■ What this task involves ■
Change every "wooden" in the records below to "timber", leaving the rest of each line untouched.

■ Rows ■
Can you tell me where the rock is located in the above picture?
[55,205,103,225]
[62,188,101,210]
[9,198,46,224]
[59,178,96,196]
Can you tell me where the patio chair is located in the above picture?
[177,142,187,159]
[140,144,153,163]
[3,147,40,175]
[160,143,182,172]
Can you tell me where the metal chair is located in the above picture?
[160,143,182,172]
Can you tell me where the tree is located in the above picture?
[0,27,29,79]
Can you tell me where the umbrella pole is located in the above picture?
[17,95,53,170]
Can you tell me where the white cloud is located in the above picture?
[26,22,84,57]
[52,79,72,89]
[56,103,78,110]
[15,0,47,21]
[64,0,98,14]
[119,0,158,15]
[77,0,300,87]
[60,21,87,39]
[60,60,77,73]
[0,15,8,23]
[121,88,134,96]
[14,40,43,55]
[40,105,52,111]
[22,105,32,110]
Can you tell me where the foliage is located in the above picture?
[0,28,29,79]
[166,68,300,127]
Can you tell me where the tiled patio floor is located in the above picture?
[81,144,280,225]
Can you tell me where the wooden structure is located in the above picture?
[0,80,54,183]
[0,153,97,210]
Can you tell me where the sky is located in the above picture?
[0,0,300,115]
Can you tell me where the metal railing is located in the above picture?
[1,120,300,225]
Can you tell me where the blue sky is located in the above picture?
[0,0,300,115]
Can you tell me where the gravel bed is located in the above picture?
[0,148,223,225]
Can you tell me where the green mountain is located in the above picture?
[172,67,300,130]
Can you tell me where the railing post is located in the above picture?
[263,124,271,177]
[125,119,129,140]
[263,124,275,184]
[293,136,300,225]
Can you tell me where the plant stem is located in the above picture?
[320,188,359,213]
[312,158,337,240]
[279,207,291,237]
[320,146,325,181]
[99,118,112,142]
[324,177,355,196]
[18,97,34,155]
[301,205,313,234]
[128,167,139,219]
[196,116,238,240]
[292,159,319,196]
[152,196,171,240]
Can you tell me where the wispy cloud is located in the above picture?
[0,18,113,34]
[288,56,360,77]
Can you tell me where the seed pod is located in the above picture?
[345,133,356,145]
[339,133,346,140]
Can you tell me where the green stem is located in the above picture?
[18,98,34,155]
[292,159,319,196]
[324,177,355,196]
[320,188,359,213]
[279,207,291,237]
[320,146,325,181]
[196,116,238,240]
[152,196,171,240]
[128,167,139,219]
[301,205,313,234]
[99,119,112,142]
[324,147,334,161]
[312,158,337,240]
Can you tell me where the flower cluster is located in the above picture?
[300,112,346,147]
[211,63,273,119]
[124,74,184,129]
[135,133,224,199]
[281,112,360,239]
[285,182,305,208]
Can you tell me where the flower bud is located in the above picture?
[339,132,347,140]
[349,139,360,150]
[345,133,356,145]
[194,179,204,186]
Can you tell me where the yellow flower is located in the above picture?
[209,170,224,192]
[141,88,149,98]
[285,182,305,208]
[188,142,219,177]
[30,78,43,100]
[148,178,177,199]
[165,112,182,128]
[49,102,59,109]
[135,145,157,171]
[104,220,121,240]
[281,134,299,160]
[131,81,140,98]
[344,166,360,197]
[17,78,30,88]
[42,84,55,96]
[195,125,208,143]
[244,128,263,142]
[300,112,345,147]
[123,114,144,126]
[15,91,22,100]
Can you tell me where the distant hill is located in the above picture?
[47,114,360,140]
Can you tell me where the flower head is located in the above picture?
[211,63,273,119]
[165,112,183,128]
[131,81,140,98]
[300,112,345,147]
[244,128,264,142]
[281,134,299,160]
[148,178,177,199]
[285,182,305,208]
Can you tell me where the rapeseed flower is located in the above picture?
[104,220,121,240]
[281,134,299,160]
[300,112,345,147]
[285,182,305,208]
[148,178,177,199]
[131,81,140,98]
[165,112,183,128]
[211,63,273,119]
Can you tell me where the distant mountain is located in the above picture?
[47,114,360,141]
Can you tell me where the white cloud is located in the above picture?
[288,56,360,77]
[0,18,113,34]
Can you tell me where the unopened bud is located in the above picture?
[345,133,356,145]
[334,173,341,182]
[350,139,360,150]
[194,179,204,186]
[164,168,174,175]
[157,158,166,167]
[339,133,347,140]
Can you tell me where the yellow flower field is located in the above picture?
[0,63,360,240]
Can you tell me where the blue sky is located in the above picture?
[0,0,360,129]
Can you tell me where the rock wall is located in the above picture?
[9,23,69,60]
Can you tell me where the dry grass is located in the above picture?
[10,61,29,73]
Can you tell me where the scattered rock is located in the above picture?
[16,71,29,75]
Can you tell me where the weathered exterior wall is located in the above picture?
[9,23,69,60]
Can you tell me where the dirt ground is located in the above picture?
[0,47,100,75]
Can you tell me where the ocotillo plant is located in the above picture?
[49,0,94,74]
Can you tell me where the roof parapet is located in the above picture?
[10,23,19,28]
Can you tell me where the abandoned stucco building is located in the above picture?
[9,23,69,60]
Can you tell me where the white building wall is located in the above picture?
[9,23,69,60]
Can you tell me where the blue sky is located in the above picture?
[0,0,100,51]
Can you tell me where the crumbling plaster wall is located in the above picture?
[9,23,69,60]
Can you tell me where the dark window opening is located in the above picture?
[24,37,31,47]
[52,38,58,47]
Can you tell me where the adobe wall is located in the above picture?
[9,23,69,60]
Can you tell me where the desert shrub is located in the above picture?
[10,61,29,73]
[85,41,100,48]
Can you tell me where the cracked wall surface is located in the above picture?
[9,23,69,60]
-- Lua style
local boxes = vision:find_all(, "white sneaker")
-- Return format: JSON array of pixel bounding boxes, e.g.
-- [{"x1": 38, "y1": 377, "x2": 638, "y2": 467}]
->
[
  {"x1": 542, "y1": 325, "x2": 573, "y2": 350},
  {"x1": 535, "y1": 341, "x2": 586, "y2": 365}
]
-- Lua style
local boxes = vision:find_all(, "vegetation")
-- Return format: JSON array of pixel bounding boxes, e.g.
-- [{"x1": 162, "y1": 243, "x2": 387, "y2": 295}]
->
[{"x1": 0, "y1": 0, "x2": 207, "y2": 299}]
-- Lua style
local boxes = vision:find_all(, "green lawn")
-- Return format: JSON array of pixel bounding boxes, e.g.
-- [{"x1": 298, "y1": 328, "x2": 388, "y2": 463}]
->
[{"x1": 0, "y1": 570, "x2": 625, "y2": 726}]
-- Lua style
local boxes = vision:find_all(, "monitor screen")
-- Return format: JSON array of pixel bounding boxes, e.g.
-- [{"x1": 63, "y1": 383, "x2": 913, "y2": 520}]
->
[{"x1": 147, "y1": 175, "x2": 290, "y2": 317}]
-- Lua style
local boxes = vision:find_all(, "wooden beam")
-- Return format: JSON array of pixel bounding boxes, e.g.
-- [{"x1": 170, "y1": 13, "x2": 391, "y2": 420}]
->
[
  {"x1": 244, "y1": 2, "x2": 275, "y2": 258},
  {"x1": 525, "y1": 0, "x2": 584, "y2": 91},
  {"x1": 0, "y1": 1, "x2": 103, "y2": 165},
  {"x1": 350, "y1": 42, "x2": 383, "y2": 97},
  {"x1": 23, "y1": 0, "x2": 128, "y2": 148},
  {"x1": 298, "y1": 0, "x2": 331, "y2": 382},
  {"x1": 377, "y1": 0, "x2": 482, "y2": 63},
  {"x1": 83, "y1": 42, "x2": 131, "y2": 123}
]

■ Result of this task ■
Can you tell me where the rock is located in the above picture?
[55,205,103,225]
[62,188,101,210]
[9,198,46,224]
[59,178,96,196]
Can you tell me where the patio chair is located in the above picture?
[177,142,187,159]
[140,144,153,163]
[3,147,40,175]
[160,143,182,172]
Can you tell me where the metal chair is located in the above picture?
[160,143,182,172]
Can you tell me where the tree is located in the above picture?
[0,27,29,79]
Can you tell me where the umbrella pole is located in the above picture?
[17,95,53,170]
Can you tell me where the white cloud is located in the above picture?
[26,22,84,57]
[52,79,72,89]
[56,103,78,110]
[15,0,47,21]
[64,0,98,14]
[119,0,158,15]
[77,0,300,87]
[60,21,87,39]
[60,60,77,73]
[0,15,8,23]
[121,88,134,96]
[14,40,43,55]
[40,105,52,111]
[22,105,32,110]
Can you tell me where the foliage is located in the above picture?
[0,28,29,79]
[166,68,300,127]
Can you tell me where the tiled patio floor is located in the above picture?
[81,144,280,225]
Can you tell me where the timber structure is located in the above picture?
[0,80,54,183]
[0,153,97,210]
Can you tell me where the sky is located in the above picture?
[0,0,300,115]
Can you tell me where the metal railing is located in the above picture?
[1,120,300,225]
Can you tell me where the blue sky is located in the above picture?
[0,0,300,115]
Can you tell me where the gravel bed is located in the above picture?
[0,148,223,225]
Can you tell me where the green mountain is located in the above picture?
[172,67,300,130]
Can you tell me where the railing post is located in the above picture?
[263,124,271,177]
[125,119,129,140]
[263,124,275,184]
[293,136,300,225]
Can you tell me where the plant stem is located in the above picture?
[320,188,359,213]
[312,158,337,240]
[279,207,291,237]
[320,146,325,181]
[99,118,112,142]
[324,177,355,196]
[18,97,34,155]
[301,205,313,234]
[128,167,139,219]
[196,116,238,240]
[292,159,319,196]
[152,196,171,240]
Can you tell me where the wispy cloud is located in the above picture?
[0,18,113,34]
[288,56,360,77]
Can you tell me where the seed pod is located in the above picture?
[345,133,356,145]
[339,133,346,140]
Can you tell me where the green stem is located in the above picture?
[18,98,34,155]
[292,159,319,196]
[324,177,355,196]
[320,188,359,213]
[279,207,291,237]
[320,146,325,181]
[196,116,238,240]
[152,196,171,240]
[128,167,139,219]
[301,205,313,234]
[99,119,112,142]
[324,147,334,161]
[312,158,337,240]
Can you tell me where the flower cluster is located in the above picture?
[300,112,346,147]
[211,63,273,119]
[124,74,184,129]
[135,133,224,199]
[281,112,360,239]
[285,182,305,208]
Can you tell me where the flower bud is located in the above picture?
[339,132,347,140]
[349,139,360,150]
[345,133,356,145]
[194,179,204,186]
Can you tell me where the yellow flower is located in the above picture?
[209,170,224,192]
[141,88,149,98]
[285,182,305,208]
[188,142,219,177]
[30,78,43,100]
[148,178,177,199]
[165,112,182,128]
[49,102,59,109]
[135,145,157,171]
[104,220,121,240]
[281,134,299,160]
[131,81,140,98]
[344,166,360,197]
[17,78,30,88]
[42,84,55,96]
[195,125,208,143]
[244,128,263,142]
[300,112,345,147]
[123,114,144,126]
[15,91,22,100]
Can you tell me where the distant hill is located in the above picture?
[47,114,360,140]
Can you tell me where the flower head is located in the above picture?
[211,63,273,119]
[165,112,183,128]
[131,81,140,98]
[300,112,345,147]
[244,128,264,142]
[281,134,299,160]
[148,178,177,199]
[285,182,305,208]
Can you tell me where the rapeseed flower is located in the above picture?
[104,220,121,240]
[281,134,299,160]
[300,112,345,147]
[285,182,305,208]
[148,178,177,199]
[131,81,140,98]
[165,112,183,128]
[211,63,273,119]
Can you tell me where the distant mountain is located in the above picture?
[47,114,360,141]
Can you tell me where the white cloud is located in the above picture?
[288,56,360,77]
[0,18,113,34]
Can you tell me where the unopened bud is located in the above picture?
[345,133,356,145]
[334,173,341,182]
[350,139,360,150]
[194,179,204,186]
[164,168,174,175]
[157,158,166,167]
[339,133,347,140]
Can you tell me where the yellow flower field is located in the above picture?
[0,63,360,240]
Can you tell me where the blue sky is located in the above picture?
[0,0,360,129]
Can you tell me where the rock wall is located in the above picture?
[9,23,69,60]
Can you tell me where the dry grass is located in the above picture?
[10,61,29,73]
Can you tell me where the scattered rock is located in the above picture?
[16,71,29,75]
Can you tell me where the weathered exterior wall is located in the above picture?
[9,23,69,60]
Can you tell me where the dirt ground is located in the above picture?
[0,47,100,75]
Can you tell me where the ocotillo plant is located in the above picture?
[49,0,94,74]
Can you tell me where the roof parapet is located in the above picture?
[10,23,19,28]
Can you tell me where the abandoned stucco building is located in the above picture?
[9,23,69,60]
Can you tell me where the white building wall is located in the above picture?
[9,23,69,60]
Can you tell me where the blue sky is located in the above picture?
[0,0,100,51]
Can you tell me where the crumbling plaster wall is located in the above picture?
[9,23,69,60]
Can you tell me where the dark window opening is located in the above picture?
[24,37,31,47]
[52,38,58,47]
Can you tell me where the adobe wall is located in the above picture?
[9,23,69,60]
Can you tell me where the desert shrub is located in the above picture?
[10,61,29,73]
[85,41,100,48]
Can you tell me where the cracked wall surface is located in the above picture?
[9,23,69,60]
-- Lua style
local boxes = vision:find_all(, "white sneaker")
-- Return format: JSON array of pixel bounding boxes, e.g.
-- [{"x1": 38, "y1": 377, "x2": 638, "y2": 467}]
->
[
  {"x1": 542, "y1": 325, "x2": 573, "y2": 350},
  {"x1": 535, "y1": 341, "x2": 586, "y2": 365}
]
-- Lua style
local boxes = vision:find_all(, "vegetation")
-- Return format: JSON array of pixel bounding boxes, e.g.
-- [{"x1": 162, "y1": 243, "x2": 387, "y2": 295}]
->
[{"x1": 0, "y1": 0, "x2": 207, "y2": 299}]
-- Lua style
local boxes = vision:find_all(, "green lawn")
-- Return format: JSON array of pixel bounding boxes, e.g.
-- [{"x1": 298, "y1": 328, "x2": 388, "y2": 463}]
->
[{"x1": 0, "y1": 570, "x2": 625, "y2": 726}]
-- Lua style
local boxes = vision:find_all(, "monitor screen")
-- Return format: JSON array of pixel bounding boxes, e.g.
-- [{"x1": 63, "y1": 383, "x2": 913, "y2": 520}]
->
[{"x1": 147, "y1": 175, "x2": 290, "y2": 317}]
-- Lua style
local boxes = vision:find_all(, "timber beam")
-- Return format: JSON array of pixel bounding boxes, e.g.
-- [{"x1": 170, "y1": 13, "x2": 391, "y2": 420}]
->
[
  {"x1": 244, "y1": 2, "x2": 275, "y2": 258},
  {"x1": 525, "y1": 0, "x2": 584, "y2": 91},
  {"x1": 0, "y1": 1, "x2": 103, "y2": 165},
  {"x1": 350, "y1": 42, "x2": 383, "y2": 97},
  {"x1": 23, "y1": 0, "x2": 128, "y2": 148},
  {"x1": 298, "y1": 0, "x2": 331, "y2": 382},
  {"x1": 377, "y1": 0, "x2": 482, "y2": 63},
  {"x1": 83, "y1": 42, "x2": 131, "y2": 123}
]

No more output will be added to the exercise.